DATA ROWS
··········
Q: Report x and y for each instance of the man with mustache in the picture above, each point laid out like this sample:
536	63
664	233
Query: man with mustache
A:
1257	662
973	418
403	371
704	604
··········
SHORT PROBLEM
Pull out every line above word for word, changing nothing.

ANSWER TO THIS EXERCISE
Q: Report x and y for each instance of the man with mustache in the picture above, each point laid out like this sample:
536	63
664	233
Query: man with mustache
A:
1257	662
973	418
403	371
704	604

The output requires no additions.